From the line containing "in black baseball" down to the last line of the material, return those lines verbatim and only those.

[Stored items from a collection]
"""

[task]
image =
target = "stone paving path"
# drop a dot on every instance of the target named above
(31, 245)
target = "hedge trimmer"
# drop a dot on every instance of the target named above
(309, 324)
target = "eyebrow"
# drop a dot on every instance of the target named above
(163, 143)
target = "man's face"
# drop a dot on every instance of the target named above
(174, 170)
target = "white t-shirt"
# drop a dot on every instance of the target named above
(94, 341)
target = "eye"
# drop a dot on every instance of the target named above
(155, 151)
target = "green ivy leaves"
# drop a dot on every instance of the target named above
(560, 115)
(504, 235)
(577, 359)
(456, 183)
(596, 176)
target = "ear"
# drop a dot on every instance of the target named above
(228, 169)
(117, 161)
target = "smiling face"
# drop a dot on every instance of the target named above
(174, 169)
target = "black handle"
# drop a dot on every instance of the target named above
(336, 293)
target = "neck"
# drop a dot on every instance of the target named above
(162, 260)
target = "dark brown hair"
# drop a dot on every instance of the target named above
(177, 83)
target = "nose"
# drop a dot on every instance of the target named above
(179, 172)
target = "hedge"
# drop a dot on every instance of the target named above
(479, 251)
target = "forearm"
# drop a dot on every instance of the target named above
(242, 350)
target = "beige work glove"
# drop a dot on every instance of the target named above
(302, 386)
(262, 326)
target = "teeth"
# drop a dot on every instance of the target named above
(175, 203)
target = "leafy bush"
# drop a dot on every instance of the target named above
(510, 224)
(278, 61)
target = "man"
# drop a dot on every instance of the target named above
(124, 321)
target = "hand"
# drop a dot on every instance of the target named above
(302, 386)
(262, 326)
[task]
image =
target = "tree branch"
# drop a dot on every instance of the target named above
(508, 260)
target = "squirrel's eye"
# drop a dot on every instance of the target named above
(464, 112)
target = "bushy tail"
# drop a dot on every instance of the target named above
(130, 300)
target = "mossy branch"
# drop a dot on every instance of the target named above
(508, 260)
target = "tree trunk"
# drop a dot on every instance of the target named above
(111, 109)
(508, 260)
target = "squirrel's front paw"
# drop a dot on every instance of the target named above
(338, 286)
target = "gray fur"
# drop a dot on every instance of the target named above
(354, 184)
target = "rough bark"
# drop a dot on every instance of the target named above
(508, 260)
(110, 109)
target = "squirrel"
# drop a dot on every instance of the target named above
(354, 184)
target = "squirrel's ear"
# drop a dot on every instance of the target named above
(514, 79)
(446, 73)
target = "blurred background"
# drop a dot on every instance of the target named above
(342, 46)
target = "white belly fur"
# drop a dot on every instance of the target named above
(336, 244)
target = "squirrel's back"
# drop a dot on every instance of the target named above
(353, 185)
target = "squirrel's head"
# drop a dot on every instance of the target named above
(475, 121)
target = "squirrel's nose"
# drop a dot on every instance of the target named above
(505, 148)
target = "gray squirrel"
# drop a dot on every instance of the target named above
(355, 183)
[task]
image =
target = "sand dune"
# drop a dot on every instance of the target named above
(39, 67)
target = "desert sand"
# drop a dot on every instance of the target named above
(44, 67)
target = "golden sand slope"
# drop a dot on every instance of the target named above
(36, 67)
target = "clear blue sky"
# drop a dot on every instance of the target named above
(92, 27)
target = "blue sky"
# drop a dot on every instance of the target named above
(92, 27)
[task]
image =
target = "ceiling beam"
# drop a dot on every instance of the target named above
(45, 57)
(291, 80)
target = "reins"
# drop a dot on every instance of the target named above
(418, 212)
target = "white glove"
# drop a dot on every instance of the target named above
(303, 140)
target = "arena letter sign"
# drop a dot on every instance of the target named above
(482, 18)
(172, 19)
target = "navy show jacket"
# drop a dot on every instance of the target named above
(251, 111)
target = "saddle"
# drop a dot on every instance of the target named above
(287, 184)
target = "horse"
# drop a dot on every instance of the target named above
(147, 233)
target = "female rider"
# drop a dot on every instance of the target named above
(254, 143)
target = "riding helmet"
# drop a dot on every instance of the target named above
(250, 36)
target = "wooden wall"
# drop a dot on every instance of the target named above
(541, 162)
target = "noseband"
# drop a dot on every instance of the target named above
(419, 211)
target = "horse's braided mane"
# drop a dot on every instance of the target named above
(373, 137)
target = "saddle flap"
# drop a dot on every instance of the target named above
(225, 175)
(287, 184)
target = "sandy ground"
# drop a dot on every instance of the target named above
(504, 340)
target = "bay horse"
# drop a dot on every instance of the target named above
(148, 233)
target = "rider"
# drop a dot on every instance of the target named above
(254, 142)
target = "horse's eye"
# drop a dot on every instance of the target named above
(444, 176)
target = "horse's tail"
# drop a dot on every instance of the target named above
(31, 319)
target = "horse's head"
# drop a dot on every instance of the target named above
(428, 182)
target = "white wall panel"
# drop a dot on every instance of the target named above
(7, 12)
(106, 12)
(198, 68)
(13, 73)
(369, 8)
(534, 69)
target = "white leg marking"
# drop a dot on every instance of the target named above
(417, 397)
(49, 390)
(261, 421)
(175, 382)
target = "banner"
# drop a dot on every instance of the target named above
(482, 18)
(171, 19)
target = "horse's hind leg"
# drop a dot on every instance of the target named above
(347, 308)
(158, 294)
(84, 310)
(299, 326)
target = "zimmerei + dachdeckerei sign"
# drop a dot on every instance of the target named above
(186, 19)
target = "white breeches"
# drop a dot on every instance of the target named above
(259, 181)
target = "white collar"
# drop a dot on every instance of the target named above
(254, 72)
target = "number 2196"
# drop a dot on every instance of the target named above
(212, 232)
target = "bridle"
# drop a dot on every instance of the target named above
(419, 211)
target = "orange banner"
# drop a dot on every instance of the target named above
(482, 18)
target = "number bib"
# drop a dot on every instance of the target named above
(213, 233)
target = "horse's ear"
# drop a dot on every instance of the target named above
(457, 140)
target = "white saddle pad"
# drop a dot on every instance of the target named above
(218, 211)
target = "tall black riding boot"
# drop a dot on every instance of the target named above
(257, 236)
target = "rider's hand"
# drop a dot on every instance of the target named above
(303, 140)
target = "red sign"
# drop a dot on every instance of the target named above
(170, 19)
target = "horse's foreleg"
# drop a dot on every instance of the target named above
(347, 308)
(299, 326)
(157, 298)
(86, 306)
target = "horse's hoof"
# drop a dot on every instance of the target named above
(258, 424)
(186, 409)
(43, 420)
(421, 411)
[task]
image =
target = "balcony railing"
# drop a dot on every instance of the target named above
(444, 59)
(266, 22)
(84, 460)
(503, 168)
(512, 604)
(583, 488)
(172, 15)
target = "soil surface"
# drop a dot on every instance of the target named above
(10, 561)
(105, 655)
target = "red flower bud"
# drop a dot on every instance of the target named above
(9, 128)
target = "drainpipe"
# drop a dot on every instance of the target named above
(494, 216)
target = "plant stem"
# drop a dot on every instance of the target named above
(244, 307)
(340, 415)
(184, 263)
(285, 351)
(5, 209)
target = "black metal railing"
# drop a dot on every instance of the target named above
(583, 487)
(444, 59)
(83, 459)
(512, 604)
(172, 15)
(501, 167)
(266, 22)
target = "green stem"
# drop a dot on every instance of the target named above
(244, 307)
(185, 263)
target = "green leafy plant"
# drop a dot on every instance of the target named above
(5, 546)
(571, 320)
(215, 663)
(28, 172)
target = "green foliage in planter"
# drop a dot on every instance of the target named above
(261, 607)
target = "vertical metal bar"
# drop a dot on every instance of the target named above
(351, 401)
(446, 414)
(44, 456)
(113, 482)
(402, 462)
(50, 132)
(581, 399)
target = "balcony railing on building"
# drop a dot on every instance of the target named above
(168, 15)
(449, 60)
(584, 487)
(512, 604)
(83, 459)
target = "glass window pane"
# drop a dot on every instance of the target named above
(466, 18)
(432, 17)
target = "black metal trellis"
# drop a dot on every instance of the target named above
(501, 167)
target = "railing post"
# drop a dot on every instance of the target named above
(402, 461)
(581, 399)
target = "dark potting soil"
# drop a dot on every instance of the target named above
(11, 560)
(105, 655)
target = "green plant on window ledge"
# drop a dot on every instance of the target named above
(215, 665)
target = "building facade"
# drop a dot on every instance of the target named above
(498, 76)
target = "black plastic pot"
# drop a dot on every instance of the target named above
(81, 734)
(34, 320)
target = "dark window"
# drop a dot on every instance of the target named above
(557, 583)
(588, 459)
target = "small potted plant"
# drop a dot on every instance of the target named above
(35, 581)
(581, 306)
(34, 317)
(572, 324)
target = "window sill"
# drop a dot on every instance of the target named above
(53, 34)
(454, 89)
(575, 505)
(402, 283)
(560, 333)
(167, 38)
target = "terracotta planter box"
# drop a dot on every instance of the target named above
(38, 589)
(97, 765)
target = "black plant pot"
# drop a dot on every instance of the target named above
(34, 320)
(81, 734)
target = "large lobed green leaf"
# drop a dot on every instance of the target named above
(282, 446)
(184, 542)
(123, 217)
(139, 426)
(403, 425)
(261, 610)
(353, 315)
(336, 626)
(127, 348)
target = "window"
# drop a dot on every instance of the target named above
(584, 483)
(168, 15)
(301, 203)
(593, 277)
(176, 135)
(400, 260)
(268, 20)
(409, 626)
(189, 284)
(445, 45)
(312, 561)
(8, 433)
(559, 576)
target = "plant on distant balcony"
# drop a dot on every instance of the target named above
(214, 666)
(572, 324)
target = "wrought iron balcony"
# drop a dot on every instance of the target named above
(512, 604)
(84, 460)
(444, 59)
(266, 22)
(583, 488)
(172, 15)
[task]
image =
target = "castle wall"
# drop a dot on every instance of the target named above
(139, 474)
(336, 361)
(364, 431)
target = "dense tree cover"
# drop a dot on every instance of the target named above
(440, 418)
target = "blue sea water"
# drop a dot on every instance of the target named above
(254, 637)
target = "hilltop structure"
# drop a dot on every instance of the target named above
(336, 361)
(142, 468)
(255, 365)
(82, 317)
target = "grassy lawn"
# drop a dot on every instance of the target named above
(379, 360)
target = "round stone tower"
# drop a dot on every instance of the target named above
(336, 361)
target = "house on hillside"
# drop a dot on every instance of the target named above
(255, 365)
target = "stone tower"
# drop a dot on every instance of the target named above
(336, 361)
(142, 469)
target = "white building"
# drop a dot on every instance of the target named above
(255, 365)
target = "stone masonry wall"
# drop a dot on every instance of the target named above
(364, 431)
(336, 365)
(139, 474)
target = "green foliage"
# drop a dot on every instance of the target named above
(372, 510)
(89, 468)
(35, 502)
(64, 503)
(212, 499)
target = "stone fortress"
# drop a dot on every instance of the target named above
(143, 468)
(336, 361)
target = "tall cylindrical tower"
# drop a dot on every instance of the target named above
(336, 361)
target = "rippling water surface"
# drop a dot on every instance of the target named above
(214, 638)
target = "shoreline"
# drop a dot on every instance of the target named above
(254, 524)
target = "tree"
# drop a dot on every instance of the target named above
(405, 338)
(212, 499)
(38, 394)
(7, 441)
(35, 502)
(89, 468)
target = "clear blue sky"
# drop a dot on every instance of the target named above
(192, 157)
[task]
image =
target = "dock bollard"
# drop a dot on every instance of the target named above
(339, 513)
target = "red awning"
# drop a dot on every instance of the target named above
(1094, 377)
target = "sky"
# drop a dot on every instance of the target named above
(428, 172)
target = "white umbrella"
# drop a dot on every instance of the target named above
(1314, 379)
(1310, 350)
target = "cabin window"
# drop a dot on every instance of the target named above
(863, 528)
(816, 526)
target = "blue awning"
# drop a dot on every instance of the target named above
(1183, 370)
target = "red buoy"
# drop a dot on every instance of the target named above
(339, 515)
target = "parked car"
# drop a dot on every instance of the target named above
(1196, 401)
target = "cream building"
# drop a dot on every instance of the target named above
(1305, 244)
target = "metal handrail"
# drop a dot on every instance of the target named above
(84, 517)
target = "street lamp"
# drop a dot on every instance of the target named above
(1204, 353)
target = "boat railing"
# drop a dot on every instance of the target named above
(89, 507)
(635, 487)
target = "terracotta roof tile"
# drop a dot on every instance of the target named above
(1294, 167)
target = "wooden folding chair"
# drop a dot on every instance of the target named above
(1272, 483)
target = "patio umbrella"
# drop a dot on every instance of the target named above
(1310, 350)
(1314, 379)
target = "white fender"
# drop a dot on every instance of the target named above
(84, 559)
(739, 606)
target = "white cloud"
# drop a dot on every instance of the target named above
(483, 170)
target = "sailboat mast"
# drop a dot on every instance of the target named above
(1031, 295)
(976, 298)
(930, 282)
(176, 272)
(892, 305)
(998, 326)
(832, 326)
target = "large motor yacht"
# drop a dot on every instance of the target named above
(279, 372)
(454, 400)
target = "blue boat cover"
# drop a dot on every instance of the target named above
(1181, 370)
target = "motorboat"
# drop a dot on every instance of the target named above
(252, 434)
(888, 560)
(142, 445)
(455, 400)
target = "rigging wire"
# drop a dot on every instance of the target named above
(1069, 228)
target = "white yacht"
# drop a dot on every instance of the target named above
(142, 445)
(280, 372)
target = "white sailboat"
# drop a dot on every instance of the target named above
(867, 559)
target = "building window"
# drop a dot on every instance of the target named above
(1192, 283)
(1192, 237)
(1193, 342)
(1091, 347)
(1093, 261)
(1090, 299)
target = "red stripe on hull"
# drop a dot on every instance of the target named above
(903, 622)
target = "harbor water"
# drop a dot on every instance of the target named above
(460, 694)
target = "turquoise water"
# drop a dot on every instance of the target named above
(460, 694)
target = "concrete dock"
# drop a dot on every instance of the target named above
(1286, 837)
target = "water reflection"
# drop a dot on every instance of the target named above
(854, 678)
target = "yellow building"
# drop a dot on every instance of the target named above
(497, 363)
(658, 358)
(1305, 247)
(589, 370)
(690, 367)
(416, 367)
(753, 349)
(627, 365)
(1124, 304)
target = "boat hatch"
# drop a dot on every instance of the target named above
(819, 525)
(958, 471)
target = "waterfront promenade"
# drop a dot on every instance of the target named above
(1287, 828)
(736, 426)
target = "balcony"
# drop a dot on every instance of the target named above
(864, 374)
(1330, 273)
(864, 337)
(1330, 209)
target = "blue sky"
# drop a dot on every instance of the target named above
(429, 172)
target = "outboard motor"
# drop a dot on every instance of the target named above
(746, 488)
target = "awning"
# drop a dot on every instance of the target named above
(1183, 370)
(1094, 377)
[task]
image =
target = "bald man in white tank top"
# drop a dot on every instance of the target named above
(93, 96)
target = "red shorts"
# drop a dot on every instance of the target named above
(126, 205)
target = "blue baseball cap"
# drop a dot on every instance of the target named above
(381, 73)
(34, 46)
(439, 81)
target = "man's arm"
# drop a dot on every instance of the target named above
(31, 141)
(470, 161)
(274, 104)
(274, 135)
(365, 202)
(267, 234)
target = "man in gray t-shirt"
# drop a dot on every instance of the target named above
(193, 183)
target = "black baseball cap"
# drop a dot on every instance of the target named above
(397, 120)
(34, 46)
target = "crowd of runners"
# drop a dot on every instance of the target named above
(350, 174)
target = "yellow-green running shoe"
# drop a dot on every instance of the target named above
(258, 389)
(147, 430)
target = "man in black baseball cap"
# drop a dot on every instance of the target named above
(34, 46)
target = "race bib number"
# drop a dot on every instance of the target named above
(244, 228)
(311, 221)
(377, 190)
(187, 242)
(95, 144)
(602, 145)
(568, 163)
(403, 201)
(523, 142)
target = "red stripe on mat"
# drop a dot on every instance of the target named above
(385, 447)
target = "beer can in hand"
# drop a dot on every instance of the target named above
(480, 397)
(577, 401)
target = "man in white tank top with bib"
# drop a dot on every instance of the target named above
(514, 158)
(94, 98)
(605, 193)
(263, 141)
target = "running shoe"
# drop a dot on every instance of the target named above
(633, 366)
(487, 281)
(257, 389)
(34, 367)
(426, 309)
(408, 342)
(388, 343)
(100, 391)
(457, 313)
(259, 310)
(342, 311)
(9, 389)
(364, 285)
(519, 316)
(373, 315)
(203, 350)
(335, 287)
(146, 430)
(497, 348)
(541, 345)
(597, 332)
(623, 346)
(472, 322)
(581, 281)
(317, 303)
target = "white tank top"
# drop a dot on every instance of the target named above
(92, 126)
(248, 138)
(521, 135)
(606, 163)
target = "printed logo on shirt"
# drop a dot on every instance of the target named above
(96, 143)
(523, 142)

"""

• **Expected answer**:
target = "man in black baseball cap"
# drop a dot on every instance of the target named above
(34, 46)
target = "race bib number"
# drop a dot on every instance of the target named above
(244, 228)
(311, 221)
(377, 190)
(187, 242)
(95, 144)
(602, 145)
(568, 163)
(403, 201)
(523, 142)
target = "red stripe on mat"
# drop a dot on every instance of the target named above
(385, 447)
target = "beer can in hand"
# drop a dot on every instance of the target named above
(480, 397)
(577, 401)
target = "man in white tank top with bib"
# drop a dot on every instance of the target named above
(514, 158)
(94, 98)
(605, 193)
(263, 141)
target = "running shoe"
# drop a dot on every instance of the target named above
(633, 366)
(487, 281)
(257, 389)
(34, 367)
(426, 309)
(408, 342)
(388, 343)
(100, 391)
(457, 313)
(259, 310)
(342, 311)
(9, 389)
(364, 285)
(519, 316)
(373, 315)
(203, 350)
(335, 287)
(146, 430)
(497, 348)
(541, 345)
(597, 332)
(623, 346)
(472, 322)
(581, 281)
(317, 303)
target = "white tank top"
# drop a dot on every instance of the target named above
(92, 126)
(248, 138)
(521, 135)
(606, 163)
target = "printed logo on shirt"
# drop a dot on every instance of the target named above
(96, 143)
(523, 142)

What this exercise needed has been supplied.